Lament is not about helplessness or hopelessness

A reflection from our dean, Emilie M. Townes

2020 was a year in which we, as a society, saw the highest surge of hate crimes in 12 years. Rimmed by the start of the pandemic, we bore witness to the deaths of Ahmaud Arbery, Breonna Taylor, George Floyd and many others. This sad litany has become lament over the years as we try, desperately, to speak up and out against this clueless and sometimes calculated hatred and take steps to stop the violence in our lives. Lament is not about helplessness or hopelessness. When done in community, we name that which is causing us to be tempted by despair with as much precision as possible and then begin to take steps to address—if not eradicate—that which keeps us from a more just world.

And as the years have passed, many of us in 2022 wonder who are we becoming as a nation? Others feel that we have been a violent nation for many years. We were only seeing it more clearly with media coverage that replayed the horrors of the hatred that kills our souls—bit by bit—as hatred is mixed with fear and arrogant disdain for what I call the rich differences among us. However, those who fear difference may call this richness the end of civilization. The end of civilization occurs when we believe it necessary to kill living human beings who have families and friends, and lives with histories that may be imperfect. Some of us respond to those who may be like us with an unthinking, reflex action to put an end to those folk whom we do not know. Be it because of race, class, gender, sexuality, sexual orientation, religion, nationality, age, ability…the list goes on. And then we spread this hatred to the environment and other living creatures and justify our actions with a farcical reading of Genesis 1:26.

========

Decide whether each statement agrees with the reflection on lament, and back each yes or no with the text's own words. 1. A sharp rise in hate crimes marked 2020. 2. Lament is a form of hopelessness. 3. The end of civilization comes from the rich differences among us. The items that come next are separate from the reflection on lament.

========

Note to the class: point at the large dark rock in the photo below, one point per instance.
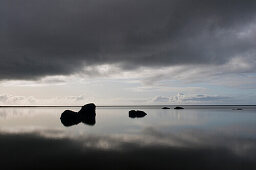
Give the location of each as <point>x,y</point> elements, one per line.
<point>136,114</point>
<point>86,115</point>
<point>178,108</point>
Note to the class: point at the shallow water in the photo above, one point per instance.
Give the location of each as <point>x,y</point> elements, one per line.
<point>205,137</point>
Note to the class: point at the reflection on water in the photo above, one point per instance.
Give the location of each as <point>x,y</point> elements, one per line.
<point>34,138</point>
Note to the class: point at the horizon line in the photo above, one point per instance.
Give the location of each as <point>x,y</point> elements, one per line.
<point>129,105</point>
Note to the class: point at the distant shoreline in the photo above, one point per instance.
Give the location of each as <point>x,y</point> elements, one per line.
<point>5,106</point>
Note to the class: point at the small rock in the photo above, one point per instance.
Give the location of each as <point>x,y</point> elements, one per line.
<point>237,109</point>
<point>138,113</point>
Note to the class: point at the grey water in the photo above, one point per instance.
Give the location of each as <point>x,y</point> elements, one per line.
<point>198,137</point>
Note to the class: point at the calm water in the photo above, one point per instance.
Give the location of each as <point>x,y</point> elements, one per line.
<point>193,138</point>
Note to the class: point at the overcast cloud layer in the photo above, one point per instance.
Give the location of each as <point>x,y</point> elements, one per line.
<point>61,37</point>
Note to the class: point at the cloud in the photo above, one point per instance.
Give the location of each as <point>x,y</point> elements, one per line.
<point>160,99</point>
<point>44,38</point>
<point>181,98</point>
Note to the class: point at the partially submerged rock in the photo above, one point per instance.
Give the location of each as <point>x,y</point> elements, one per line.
<point>85,115</point>
<point>88,109</point>
<point>178,108</point>
<point>69,118</point>
<point>136,114</point>
<point>237,109</point>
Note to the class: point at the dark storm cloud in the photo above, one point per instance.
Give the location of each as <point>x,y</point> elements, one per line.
<point>53,37</point>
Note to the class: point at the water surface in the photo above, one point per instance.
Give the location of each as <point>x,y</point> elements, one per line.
<point>198,137</point>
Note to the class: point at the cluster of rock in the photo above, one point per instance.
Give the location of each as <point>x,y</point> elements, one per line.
<point>87,115</point>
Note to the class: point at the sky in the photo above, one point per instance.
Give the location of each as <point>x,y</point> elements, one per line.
<point>127,52</point>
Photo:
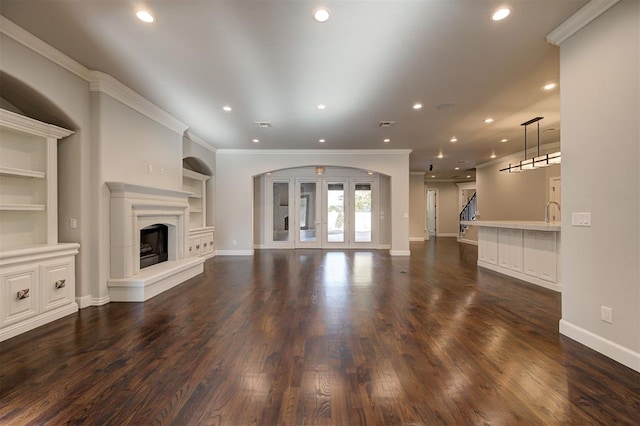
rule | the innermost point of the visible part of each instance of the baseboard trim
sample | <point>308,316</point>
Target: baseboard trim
<point>400,252</point>
<point>521,276</point>
<point>616,352</point>
<point>86,301</point>
<point>234,252</point>
<point>37,321</point>
<point>465,241</point>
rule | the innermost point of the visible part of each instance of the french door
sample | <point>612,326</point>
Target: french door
<point>322,213</point>
<point>349,213</point>
<point>308,214</point>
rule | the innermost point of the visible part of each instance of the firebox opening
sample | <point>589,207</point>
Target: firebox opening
<point>153,245</point>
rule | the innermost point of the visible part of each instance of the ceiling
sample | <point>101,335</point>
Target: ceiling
<point>370,62</point>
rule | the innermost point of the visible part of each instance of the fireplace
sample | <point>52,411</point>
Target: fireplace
<point>153,245</point>
<point>148,226</point>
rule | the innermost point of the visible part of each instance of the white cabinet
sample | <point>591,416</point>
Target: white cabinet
<point>202,242</point>
<point>521,250</point>
<point>37,275</point>
<point>488,250</point>
<point>196,183</point>
<point>540,255</point>
<point>510,249</point>
<point>201,236</point>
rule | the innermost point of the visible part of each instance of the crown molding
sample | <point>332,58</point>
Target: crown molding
<point>39,46</point>
<point>104,83</point>
<point>313,151</point>
<point>547,148</point>
<point>98,81</point>
<point>579,20</point>
<point>195,139</point>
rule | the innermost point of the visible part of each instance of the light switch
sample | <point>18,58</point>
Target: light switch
<point>580,219</point>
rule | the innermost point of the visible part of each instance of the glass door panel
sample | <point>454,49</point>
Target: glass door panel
<point>280,211</point>
<point>363,207</point>
<point>308,220</point>
<point>335,213</point>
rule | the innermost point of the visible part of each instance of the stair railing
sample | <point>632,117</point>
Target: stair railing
<point>468,212</point>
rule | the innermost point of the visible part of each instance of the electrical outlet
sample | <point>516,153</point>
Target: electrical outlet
<point>580,219</point>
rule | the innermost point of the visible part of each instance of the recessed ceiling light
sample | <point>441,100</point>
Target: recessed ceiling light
<point>321,14</point>
<point>145,16</point>
<point>501,13</point>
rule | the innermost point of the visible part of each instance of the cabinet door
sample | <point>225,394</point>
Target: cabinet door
<point>504,248</point>
<point>488,242</point>
<point>547,265</point>
<point>206,242</point>
<point>195,246</point>
<point>57,283</point>
<point>515,250</point>
<point>20,294</point>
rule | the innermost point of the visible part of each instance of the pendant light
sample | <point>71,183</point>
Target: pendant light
<point>536,162</point>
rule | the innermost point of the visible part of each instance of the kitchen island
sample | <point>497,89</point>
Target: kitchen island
<point>527,250</point>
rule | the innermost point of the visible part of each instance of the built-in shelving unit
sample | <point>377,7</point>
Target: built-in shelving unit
<point>37,274</point>
<point>201,236</point>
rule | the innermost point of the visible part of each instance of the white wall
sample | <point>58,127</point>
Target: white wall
<point>600,105</point>
<point>77,175</point>
<point>448,215</point>
<point>113,142</point>
<point>514,196</point>
<point>235,170</point>
<point>417,209</point>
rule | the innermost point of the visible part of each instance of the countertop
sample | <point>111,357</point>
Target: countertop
<point>515,224</point>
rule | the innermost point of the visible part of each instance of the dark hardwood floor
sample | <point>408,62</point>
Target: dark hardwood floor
<point>320,337</point>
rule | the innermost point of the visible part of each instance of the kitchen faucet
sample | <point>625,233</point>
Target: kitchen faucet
<point>546,210</point>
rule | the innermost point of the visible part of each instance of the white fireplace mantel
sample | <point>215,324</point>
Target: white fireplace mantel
<point>132,208</point>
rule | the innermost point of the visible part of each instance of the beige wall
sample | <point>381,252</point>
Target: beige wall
<point>416,207</point>
<point>600,175</point>
<point>513,196</point>
<point>448,213</point>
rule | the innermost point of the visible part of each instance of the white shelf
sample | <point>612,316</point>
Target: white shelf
<point>23,207</point>
<point>13,172</point>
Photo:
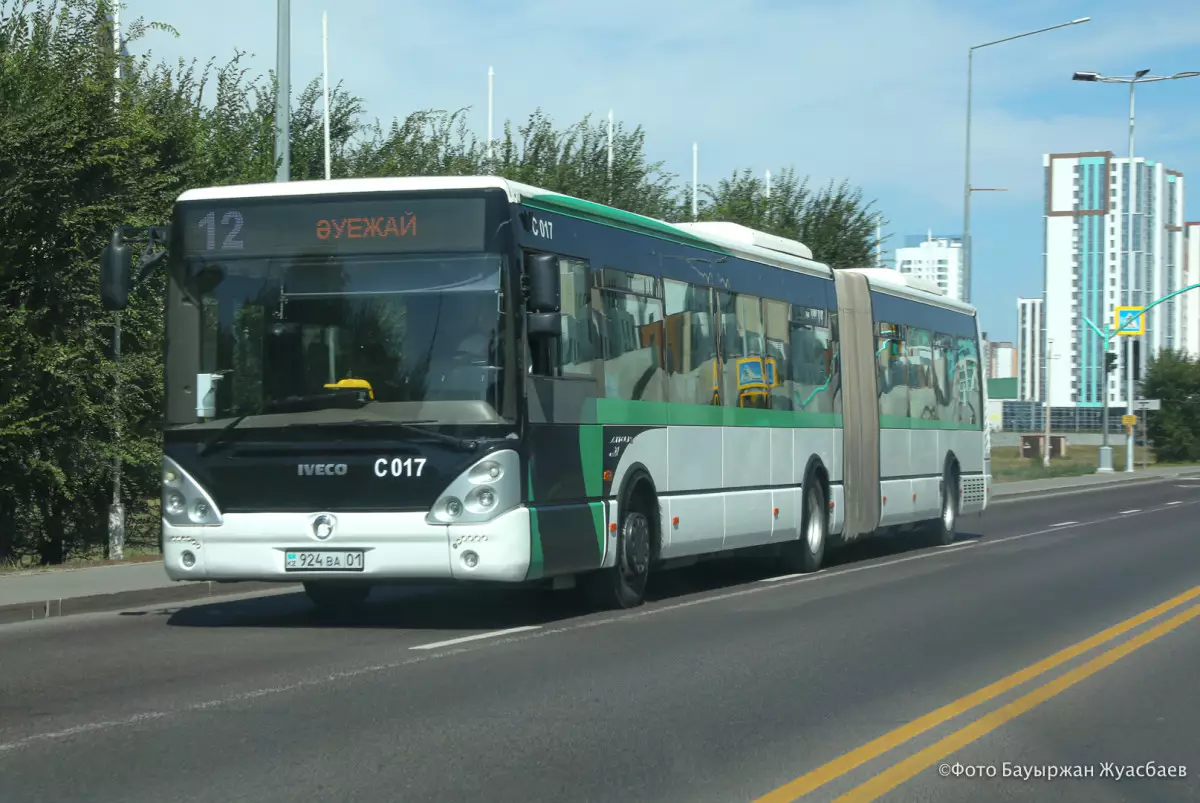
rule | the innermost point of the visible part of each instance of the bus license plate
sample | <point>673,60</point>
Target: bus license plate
<point>323,561</point>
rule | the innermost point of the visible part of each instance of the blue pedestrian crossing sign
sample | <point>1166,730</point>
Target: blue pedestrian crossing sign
<point>1131,321</point>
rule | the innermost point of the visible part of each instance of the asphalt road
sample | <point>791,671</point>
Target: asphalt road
<point>730,687</point>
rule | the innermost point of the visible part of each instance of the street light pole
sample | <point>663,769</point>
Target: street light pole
<point>1140,77</point>
<point>1045,424</point>
<point>283,91</point>
<point>966,173</point>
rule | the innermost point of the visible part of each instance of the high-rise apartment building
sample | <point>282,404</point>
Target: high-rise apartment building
<point>1030,334</point>
<point>1001,360</point>
<point>935,258</point>
<point>1087,197</point>
<point>1189,303</point>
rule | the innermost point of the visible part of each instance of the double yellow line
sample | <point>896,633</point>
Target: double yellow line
<point>910,767</point>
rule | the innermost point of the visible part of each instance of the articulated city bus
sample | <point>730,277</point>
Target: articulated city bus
<point>376,381</point>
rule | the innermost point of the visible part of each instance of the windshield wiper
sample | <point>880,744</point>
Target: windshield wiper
<point>220,436</point>
<point>415,427</point>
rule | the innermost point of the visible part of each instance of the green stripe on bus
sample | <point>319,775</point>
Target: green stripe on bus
<point>647,413</point>
<point>618,219</point>
<point>537,562</point>
<point>598,520</point>
<point>592,459</point>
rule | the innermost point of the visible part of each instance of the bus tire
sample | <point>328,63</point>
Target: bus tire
<point>336,597</point>
<point>623,585</point>
<point>807,552</point>
<point>942,531</point>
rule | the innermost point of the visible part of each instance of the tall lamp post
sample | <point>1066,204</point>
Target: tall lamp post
<point>1140,77</point>
<point>966,180</point>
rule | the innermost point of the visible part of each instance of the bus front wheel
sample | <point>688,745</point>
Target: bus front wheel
<point>623,586</point>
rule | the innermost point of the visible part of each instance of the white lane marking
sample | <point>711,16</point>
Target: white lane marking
<point>109,724</point>
<point>478,636</point>
<point>799,574</point>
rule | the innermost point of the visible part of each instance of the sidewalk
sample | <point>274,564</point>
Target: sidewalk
<point>63,592</point>
<point>1089,481</point>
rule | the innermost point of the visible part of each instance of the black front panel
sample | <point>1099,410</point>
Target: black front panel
<point>281,471</point>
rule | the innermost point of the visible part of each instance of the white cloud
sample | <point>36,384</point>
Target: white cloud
<point>871,90</point>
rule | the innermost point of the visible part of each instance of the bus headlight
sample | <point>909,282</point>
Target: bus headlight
<point>184,502</point>
<point>484,491</point>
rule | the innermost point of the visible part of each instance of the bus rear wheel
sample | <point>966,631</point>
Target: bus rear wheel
<point>336,597</point>
<point>943,529</point>
<point>807,552</point>
<point>623,586</point>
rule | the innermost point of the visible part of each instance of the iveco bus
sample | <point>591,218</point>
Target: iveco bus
<point>371,381</point>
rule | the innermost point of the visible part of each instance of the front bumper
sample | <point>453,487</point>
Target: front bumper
<point>253,546</point>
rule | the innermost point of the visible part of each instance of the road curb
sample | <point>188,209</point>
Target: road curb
<point>1000,498</point>
<point>52,609</point>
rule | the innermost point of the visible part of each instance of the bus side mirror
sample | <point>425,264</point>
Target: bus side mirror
<point>544,305</point>
<point>115,265</point>
<point>545,283</point>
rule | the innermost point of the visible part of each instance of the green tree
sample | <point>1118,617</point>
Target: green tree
<point>1174,377</point>
<point>834,222</point>
<point>83,151</point>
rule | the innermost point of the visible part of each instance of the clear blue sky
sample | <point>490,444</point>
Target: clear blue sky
<point>869,90</point>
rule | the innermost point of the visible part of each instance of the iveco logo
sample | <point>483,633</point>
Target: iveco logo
<point>323,526</point>
<point>321,469</point>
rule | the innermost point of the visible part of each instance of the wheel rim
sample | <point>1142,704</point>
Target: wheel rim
<point>948,511</point>
<point>815,529</point>
<point>635,552</point>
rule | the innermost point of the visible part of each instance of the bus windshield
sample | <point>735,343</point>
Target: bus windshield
<point>403,333</point>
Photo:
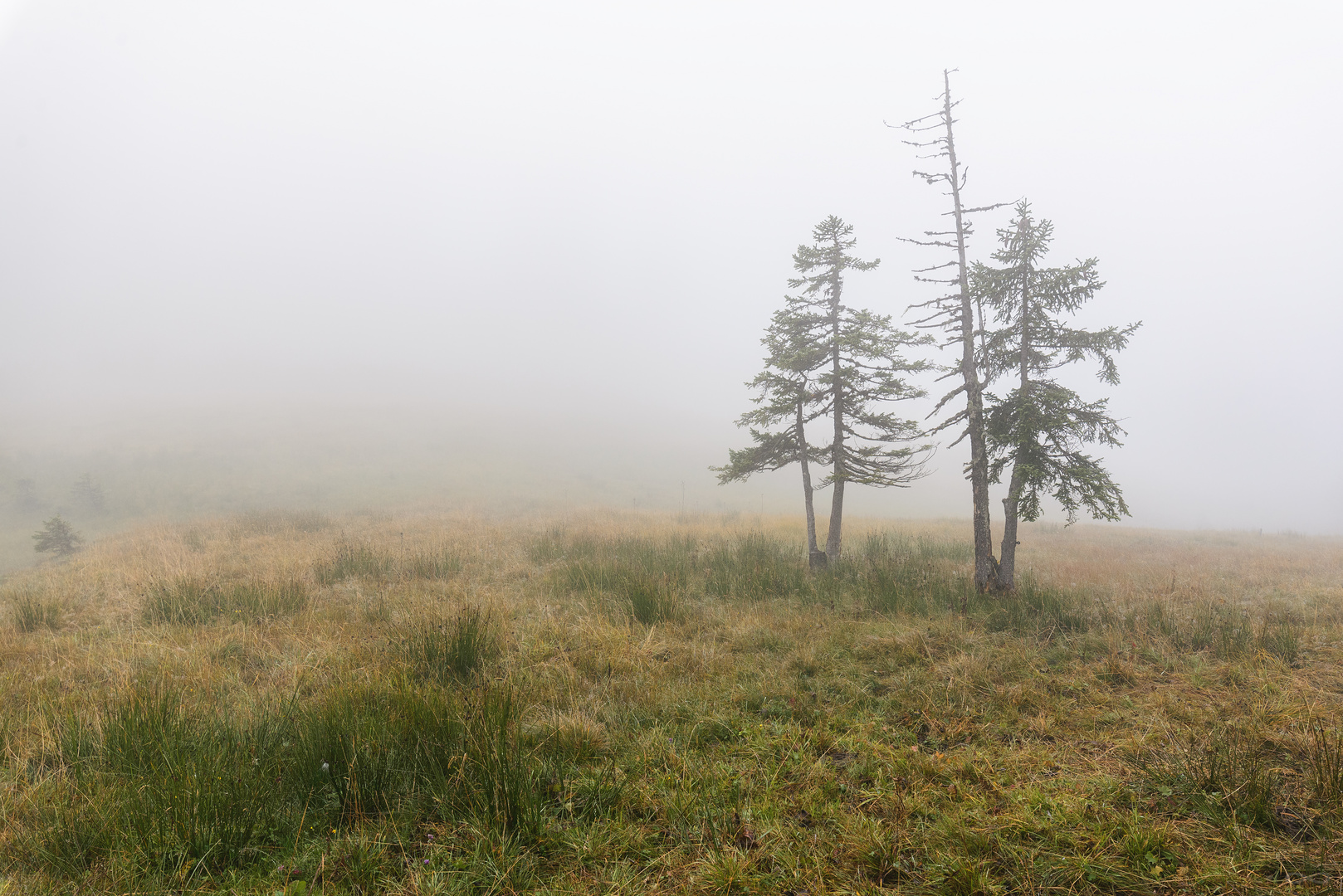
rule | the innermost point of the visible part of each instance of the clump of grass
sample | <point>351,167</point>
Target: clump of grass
<point>280,522</point>
<point>441,564</point>
<point>1229,770</point>
<point>647,578</point>
<point>454,650</point>
<point>34,609</point>
<point>175,786</point>
<point>1280,635</point>
<point>755,568</point>
<point>1219,627</point>
<point>354,562</point>
<point>195,601</point>
<point>1325,765</point>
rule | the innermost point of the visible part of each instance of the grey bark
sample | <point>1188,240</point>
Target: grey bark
<point>833,535</point>
<point>815,558</point>
<point>1008,564</point>
<point>986,567</point>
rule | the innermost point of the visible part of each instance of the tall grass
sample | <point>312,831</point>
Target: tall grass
<point>452,650</point>
<point>34,609</point>
<point>195,601</point>
<point>365,562</point>
<point>169,782</point>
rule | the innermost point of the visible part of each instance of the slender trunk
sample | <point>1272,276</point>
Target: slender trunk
<point>1008,568</point>
<point>837,446</point>
<point>815,559</point>
<point>986,567</point>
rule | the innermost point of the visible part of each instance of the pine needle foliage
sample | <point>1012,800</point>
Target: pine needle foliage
<point>56,536</point>
<point>828,360</point>
<point>1040,429</point>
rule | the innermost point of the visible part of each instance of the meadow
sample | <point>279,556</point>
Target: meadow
<point>606,703</point>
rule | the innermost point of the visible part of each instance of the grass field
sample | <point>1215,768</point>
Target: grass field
<point>604,703</point>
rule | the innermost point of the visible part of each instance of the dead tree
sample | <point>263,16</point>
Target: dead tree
<point>955,314</point>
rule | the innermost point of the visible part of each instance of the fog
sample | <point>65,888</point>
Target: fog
<point>523,253</point>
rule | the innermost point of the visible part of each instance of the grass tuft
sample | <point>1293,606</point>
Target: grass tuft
<point>454,650</point>
<point>195,601</point>
<point>34,609</point>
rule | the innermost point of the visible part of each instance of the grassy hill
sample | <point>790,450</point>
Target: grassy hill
<point>604,703</point>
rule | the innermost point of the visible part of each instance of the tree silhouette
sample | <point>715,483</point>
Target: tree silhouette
<point>56,536</point>
<point>1041,426</point>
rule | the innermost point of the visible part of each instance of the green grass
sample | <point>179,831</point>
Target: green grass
<point>452,650</point>
<point>32,609</point>
<point>195,601</point>
<point>684,709</point>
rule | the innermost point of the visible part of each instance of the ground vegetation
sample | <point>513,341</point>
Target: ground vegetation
<point>632,703</point>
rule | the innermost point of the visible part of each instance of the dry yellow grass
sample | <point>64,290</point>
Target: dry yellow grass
<point>860,742</point>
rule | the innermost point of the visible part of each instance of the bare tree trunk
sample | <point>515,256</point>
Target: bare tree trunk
<point>986,567</point>
<point>815,559</point>
<point>837,446</point>
<point>1008,568</point>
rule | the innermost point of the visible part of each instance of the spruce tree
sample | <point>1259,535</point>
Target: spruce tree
<point>955,314</point>
<point>786,395</point>
<point>56,536</point>
<point>864,368</point>
<point>829,360</point>
<point>1040,427</point>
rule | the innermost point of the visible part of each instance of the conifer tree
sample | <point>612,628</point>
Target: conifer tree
<point>829,360</point>
<point>786,398</point>
<point>56,536</point>
<point>955,314</point>
<point>1040,427</point>
<point>864,368</point>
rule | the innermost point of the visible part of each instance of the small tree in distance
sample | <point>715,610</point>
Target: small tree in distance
<point>56,536</point>
<point>1040,427</point>
<point>829,360</point>
<point>786,397</point>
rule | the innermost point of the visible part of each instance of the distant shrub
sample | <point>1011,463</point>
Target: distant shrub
<point>1230,768</point>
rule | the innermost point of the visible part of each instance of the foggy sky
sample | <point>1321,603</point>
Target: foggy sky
<point>582,214</point>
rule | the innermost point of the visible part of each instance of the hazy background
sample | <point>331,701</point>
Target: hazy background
<point>521,253</point>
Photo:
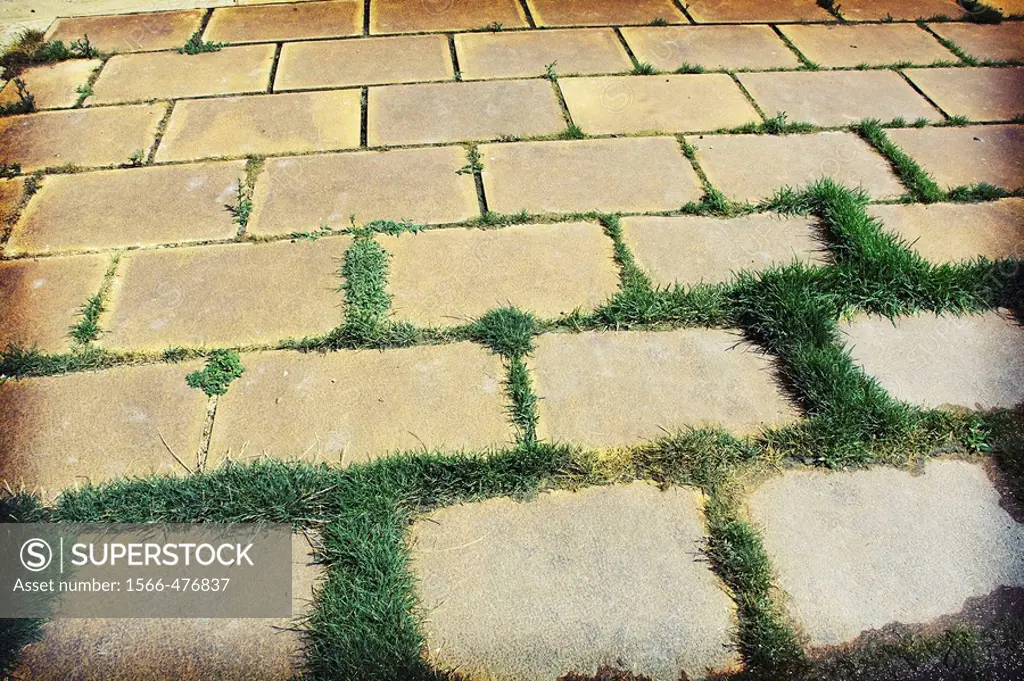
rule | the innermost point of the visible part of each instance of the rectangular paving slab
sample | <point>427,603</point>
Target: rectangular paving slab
<point>445,277</point>
<point>856,551</point>
<point>615,388</point>
<point>571,582</point>
<point>328,408</point>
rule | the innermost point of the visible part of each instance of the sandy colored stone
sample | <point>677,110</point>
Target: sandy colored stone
<point>832,98</point>
<point>363,61</point>
<point>286,22</point>
<point>81,137</point>
<point>306,193</point>
<point>753,167</point>
<point>262,124</point>
<point>872,44</point>
<point>615,388</point>
<point>526,53</point>
<point>130,33</point>
<point>66,431</point>
<point>992,154</point>
<point>194,649</point>
<point>130,207</point>
<point>570,582</point>
<point>691,249</point>
<point>328,408</point>
<point>170,75</point>
<point>41,299</point>
<point>231,295</point>
<point>669,47</point>
<point>628,174</point>
<point>450,277</point>
<point>858,550</point>
<point>656,103</point>
<point>980,94</point>
<point>433,113</point>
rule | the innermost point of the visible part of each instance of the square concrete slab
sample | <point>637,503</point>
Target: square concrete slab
<point>262,124</point>
<point>656,103</point>
<point>975,362</point>
<point>669,47</point>
<point>629,174</point>
<point>947,232</point>
<point>287,22</point>
<point>616,388</point>
<point>992,154</point>
<point>306,193</point>
<point>81,137</point>
<point>65,431</point>
<point>445,277</point>
<point>434,113</point>
<point>859,550</point>
<point>225,296</point>
<point>753,167</point>
<point>131,207</point>
<point>363,61</point>
<point>841,97</point>
<point>873,44</point>
<point>327,408</point>
<point>41,299</point>
<point>526,53</point>
<point>569,582</point>
<point>169,75</point>
<point>690,249</point>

========

_Result of this task_
1. Yes: "2020 was a year in which we, as a society, saw the highest surge of hate crimes in 12 years."
2. No: "Lament is not about helplessness or hopelessness."
3. No: "The end of civilization occurs when we believe it necessary to kill living human beings who have families and friends, and lives with histories that may be imperfect."